### Your objective
All entries below are to be set down again exactly as given.

(Stored items)
_____

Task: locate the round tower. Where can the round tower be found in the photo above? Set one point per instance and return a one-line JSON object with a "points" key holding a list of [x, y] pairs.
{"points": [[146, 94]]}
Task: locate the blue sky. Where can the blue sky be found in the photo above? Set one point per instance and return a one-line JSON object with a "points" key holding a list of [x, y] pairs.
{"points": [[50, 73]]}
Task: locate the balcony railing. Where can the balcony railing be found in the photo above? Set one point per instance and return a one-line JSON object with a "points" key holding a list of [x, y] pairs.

_____

### Result of the exercise
Task: locate the round tower. Where can the round tower be found in the photo above? Set one point per instance and return a one-line JSON object with a "points" key holding a list of [x, y] pairs.
{"points": [[146, 94]]}
Task: locate the blue sky. Where can the blue sky be found in the photo above? Set one point per instance and return a one-line JSON object with a "points" key holding a list of [x, y] pairs.
{"points": [[50, 73]]}
Task: locate the balcony railing. Where can the balcony railing be found in the photo above? Set one point per instance and return a one-line JSON object with a "points" key holding a list of [x, y] pairs.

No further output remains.